* Description of the task *
Please give the definition of Public Relations stated in the text about PR.

* Quoted passage *
When I tell people I work in PR, they give me one of two responses. They either say "Oh, so you're a professional spinner" or "What is that"? To which I respond, "absolutely not" or "let me explain".

Public Relations is communicating an image to a desired target. It's an ever-changing and fast-paced industry; there are various forms of public relations and different outlets to work in. Let's talk about the different forms of PR first.

  • External PR: Sharing company information with audiences outside of the corporation. Examples of how this is done include: writing press releases and sending them to the media, pitching company stories to reporters, coordinating interviews for TV, radio, magazines and newspapers, event planning and managing company Facebook and Twitter accounts.
  • Internal PR: Relaying information throughout the organization one works for. Updating information on the company's Intranet site or internal blog, writing and producing an employee newsletter and drafting company-wide e-mails.
  • Community relations: Spreading news about the company throughout the community it resides in. Methods to execute community relations depend on the size and location of the company. Many larger organizations have foundations that support local charities and schools. PR's job is to make sure the community knows how the organization gives back--whether that be by pitching the information to a reporter or posting pictures on the company's Facebook page.

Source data

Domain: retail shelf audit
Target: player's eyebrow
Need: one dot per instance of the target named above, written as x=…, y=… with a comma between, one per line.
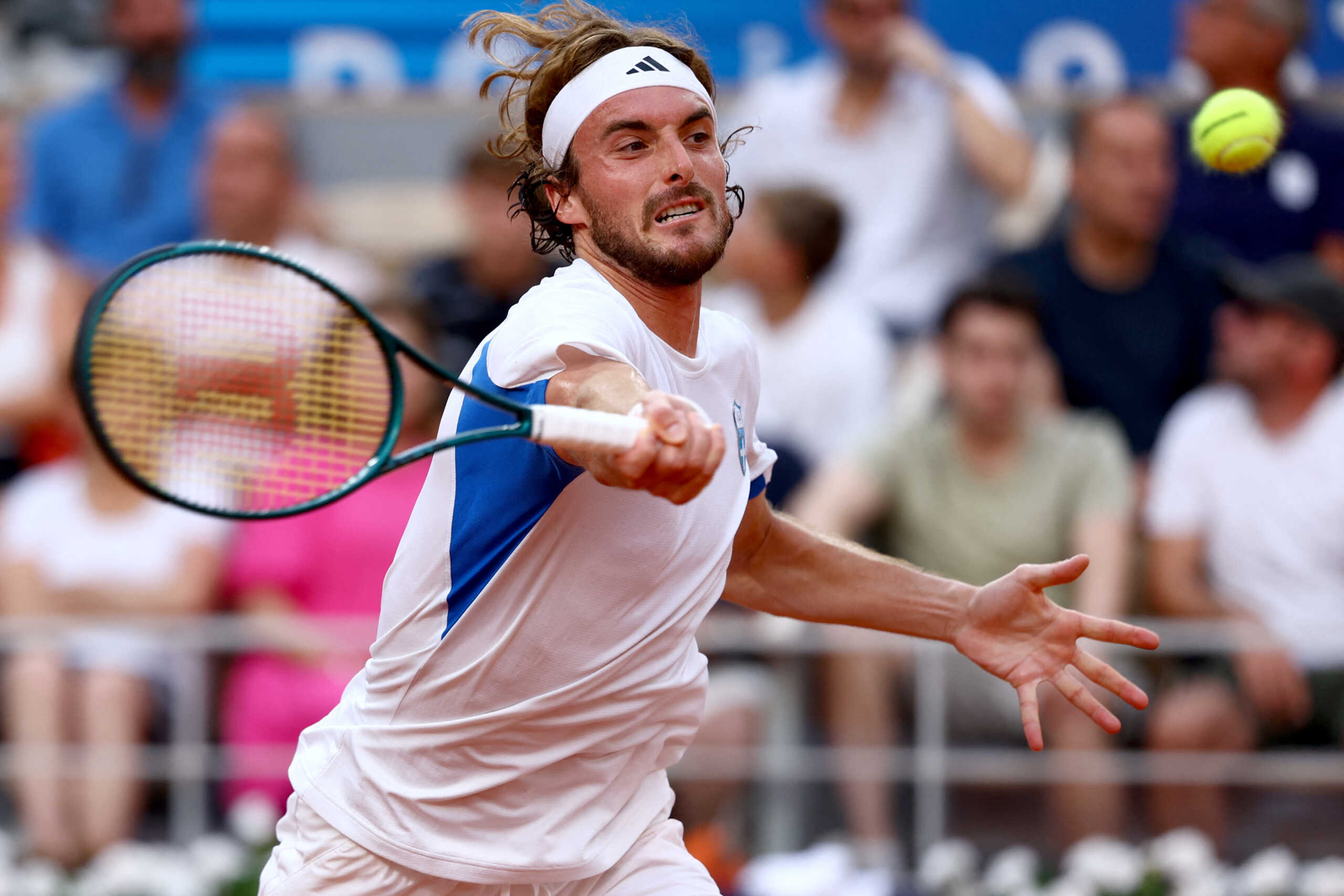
x=637, y=124
x=631, y=124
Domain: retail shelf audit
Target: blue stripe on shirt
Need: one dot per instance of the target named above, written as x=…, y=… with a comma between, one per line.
x=503, y=489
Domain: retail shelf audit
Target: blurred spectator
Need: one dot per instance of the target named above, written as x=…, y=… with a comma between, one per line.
x=291, y=574
x=824, y=364
x=913, y=141
x=77, y=539
x=39, y=304
x=971, y=493
x=113, y=174
x=1294, y=205
x=1246, y=513
x=1127, y=307
x=469, y=293
x=252, y=188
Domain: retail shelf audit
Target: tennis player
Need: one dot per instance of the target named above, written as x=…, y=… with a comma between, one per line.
x=536, y=669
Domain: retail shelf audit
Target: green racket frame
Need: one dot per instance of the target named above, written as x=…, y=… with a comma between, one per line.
x=383, y=460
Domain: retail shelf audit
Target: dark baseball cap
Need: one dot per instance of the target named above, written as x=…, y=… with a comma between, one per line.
x=1294, y=284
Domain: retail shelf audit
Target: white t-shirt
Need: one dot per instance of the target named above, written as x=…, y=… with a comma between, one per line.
x=917, y=218
x=46, y=520
x=537, y=667
x=1270, y=511
x=824, y=373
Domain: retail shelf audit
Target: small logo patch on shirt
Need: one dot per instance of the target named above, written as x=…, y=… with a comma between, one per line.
x=742, y=437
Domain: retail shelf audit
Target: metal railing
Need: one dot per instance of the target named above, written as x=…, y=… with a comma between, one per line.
x=190, y=762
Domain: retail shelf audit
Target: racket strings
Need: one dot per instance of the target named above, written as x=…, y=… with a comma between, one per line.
x=237, y=385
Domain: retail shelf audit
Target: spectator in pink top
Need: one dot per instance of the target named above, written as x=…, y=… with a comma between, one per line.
x=296, y=577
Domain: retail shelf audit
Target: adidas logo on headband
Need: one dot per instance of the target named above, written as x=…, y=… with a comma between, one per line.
x=647, y=64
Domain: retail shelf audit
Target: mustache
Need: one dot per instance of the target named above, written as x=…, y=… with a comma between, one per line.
x=691, y=191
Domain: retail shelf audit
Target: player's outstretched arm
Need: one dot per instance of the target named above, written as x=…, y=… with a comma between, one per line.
x=675, y=458
x=1010, y=628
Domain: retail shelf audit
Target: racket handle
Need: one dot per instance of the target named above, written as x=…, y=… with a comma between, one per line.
x=562, y=426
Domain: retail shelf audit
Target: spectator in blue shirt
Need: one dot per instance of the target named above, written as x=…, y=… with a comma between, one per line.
x=1127, y=307
x=1296, y=202
x=113, y=174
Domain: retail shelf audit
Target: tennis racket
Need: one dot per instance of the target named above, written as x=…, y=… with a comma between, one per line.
x=232, y=381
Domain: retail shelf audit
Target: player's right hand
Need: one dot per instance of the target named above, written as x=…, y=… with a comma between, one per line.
x=675, y=458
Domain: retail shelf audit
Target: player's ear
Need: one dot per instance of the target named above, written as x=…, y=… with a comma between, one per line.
x=566, y=203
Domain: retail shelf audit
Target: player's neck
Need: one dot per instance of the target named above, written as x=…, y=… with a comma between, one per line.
x=1108, y=260
x=671, y=312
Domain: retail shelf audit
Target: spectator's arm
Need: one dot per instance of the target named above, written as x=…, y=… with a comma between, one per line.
x=1107, y=541
x=190, y=592
x=1177, y=582
x=999, y=154
x=841, y=499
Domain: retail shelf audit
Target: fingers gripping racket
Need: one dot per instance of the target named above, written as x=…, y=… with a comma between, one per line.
x=232, y=381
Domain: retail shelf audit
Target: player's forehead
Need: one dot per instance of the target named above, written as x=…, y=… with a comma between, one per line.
x=651, y=108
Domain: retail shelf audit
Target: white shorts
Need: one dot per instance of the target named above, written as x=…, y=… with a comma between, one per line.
x=315, y=859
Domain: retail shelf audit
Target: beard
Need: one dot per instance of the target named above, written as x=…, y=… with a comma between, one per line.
x=663, y=267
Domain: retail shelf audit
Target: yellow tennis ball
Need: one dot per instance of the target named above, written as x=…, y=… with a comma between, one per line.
x=1235, y=131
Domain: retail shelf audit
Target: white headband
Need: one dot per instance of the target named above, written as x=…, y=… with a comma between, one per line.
x=617, y=71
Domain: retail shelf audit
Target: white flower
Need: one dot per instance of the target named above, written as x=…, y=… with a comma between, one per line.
x=1180, y=855
x=218, y=858
x=252, y=820
x=1067, y=886
x=1012, y=872
x=37, y=878
x=1269, y=872
x=1211, y=880
x=947, y=866
x=1109, y=866
x=1324, y=878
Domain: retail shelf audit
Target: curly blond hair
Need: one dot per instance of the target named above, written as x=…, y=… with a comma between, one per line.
x=566, y=38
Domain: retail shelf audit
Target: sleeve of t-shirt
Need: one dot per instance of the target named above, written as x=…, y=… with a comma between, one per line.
x=526, y=347
x=1178, y=503
x=988, y=92
x=272, y=554
x=1107, y=486
x=760, y=456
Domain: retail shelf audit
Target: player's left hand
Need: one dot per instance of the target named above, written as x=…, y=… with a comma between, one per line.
x=917, y=49
x=1012, y=630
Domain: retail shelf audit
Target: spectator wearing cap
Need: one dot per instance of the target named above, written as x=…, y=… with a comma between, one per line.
x=1246, y=518
x=468, y=293
x=250, y=190
x=114, y=174
x=824, y=364
x=918, y=145
x=1127, y=305
x=1294, y=205
x=982, y=487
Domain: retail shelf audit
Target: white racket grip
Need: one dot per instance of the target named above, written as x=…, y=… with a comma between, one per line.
x=575, y=428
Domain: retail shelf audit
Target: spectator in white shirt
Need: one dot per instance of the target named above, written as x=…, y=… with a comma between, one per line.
x=1246, y=518
x=824, y=364
x=77, y=539
x=917, y=144
x=252, y=188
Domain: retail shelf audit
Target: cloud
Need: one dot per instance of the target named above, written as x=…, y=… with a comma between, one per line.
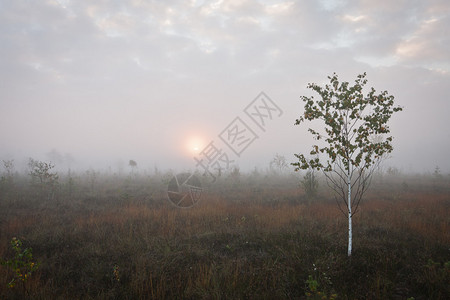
x=128, y=75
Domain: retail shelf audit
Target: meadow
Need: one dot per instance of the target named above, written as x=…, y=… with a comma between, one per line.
x=100, y=235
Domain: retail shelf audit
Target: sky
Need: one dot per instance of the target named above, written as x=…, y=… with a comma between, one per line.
x=96, y=83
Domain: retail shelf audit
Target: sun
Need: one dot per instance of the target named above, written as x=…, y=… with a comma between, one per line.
x=194, y=145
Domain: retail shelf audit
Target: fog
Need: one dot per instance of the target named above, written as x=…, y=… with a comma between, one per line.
x=93, y=85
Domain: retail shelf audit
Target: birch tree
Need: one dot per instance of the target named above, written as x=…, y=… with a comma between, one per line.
x=346, y=150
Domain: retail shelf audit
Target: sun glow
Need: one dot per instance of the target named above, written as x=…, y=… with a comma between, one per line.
x=194, y=145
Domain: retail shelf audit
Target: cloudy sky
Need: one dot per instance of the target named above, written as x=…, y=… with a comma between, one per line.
x=104, y=81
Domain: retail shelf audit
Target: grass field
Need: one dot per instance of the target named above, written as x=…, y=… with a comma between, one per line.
x=253, y=236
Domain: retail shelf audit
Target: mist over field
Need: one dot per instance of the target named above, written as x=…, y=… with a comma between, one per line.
x=98, y=84
x=161, y=149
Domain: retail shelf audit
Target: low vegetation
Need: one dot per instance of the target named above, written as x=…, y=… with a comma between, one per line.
x=251, y=236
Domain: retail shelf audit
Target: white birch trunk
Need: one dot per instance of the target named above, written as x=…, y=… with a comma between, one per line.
x=349, y=183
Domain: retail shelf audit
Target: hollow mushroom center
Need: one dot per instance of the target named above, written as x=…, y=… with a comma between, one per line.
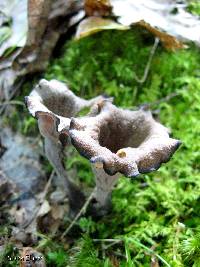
x=60, y=105
x=120, y=132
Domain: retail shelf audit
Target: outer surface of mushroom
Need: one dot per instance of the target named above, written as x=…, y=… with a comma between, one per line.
x=129, y=142
x=52, y=103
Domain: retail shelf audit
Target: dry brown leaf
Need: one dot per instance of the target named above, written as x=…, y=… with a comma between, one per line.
x=44, y=209
x=92, y=25
x=32, y=258
x=169, y=41
x=97, y=7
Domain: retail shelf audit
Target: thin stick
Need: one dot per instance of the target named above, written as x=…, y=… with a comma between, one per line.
x=13, y=102
x=147, y=68
x=136, y=242
x=159, y=101
x=81, y=212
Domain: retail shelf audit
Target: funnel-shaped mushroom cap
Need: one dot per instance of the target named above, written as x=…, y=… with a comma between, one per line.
x=129, y=142
x=52, y=103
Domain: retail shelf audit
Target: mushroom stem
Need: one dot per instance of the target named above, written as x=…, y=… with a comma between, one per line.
x=53, y=151
x=104, y=186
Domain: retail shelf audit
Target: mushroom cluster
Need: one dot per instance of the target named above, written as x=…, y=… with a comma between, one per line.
x=115, y=141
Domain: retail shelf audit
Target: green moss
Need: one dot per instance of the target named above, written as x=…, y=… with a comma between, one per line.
x=194, y=7
x=160, y=210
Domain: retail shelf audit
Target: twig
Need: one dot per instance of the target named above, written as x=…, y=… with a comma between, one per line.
x=136, y=242
x=43, y=196
x=81, y=212
x=157, y=102
x=147, y=68
x=13, y=102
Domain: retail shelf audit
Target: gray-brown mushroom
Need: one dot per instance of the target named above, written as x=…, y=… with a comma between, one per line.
x=120, y=141
x=52, y=103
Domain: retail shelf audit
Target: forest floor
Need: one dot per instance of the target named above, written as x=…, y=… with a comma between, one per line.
x=154, y=219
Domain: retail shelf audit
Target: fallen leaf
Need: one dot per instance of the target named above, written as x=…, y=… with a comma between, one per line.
x=169, y=41
x=100, y=7
x=32, y=258
x=16, y=31
x=92, y=25
x=182, y=25
x=44, y=209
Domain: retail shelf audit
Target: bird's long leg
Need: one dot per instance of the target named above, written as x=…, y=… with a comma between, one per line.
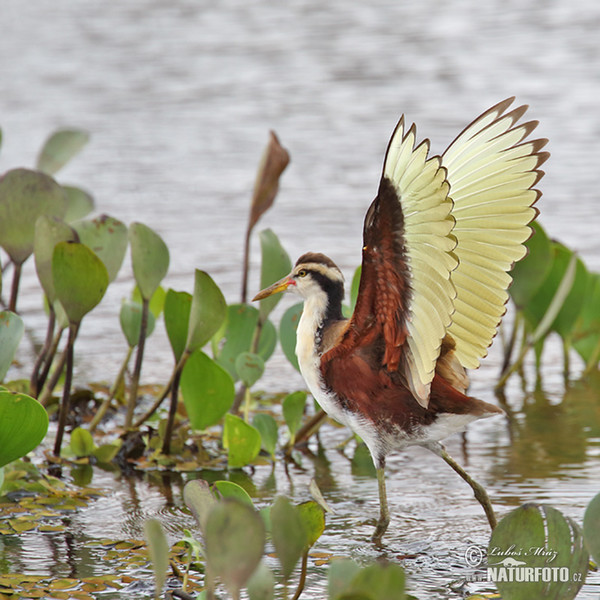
x=478, y=490
x=384, y=513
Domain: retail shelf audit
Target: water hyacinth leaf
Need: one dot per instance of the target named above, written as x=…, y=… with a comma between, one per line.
x=177, y=317
x=199, y=499
x=229, y=489
x=249, y=368
x=591, y=528
x=25, y=195
x=288, y=534
x=208, y=390
x=293, y=410
x=267, y=427
x=107, y=237
x=23, y=425
x=238, y=334
x=378, y=582
x=207, y=312
x=275, y=264
x=557, y=542
x=79, y=203
x=11, y=332
x=313, y=518
x=48, y=232
x=149, y=258
x=80, y=279
x=158, y=548
x=241, y=440
x=60, y=148
x=82, y=443
x=261, y=585
x=529, y=273
x=130, y=318
x=229, y=522
x=287, y=332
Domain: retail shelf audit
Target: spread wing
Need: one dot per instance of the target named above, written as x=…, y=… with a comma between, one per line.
x=405, y=295
x=491, y=171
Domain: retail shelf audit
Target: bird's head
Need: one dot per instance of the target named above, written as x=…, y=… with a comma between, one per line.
x=314, y=276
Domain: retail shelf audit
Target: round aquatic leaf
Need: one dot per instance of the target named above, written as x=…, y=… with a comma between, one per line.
x=208, y=390
x=25, y=195
x=207, y=313
x=288, y=534
x=177, y=317
x=131, y=322
x=269, y=432
x=591, y=528
x=287, y=332
x=158, y=548
x=79, y=203
x=48, y=232
x=149, y=258
x=275, y=264
x=537, y=537
x=249, y=368
x=11, y=332
x=82, y=443
x=80, y=279
x=229, y=489
x=23, y=425
x=60, y=148
x=313, y=518
x=107, y=237
x=229, y=522
x=241, y=440
x=529, y=273
x=199, y=499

* Expected output *
Public Relations is communicating an image to a desired target.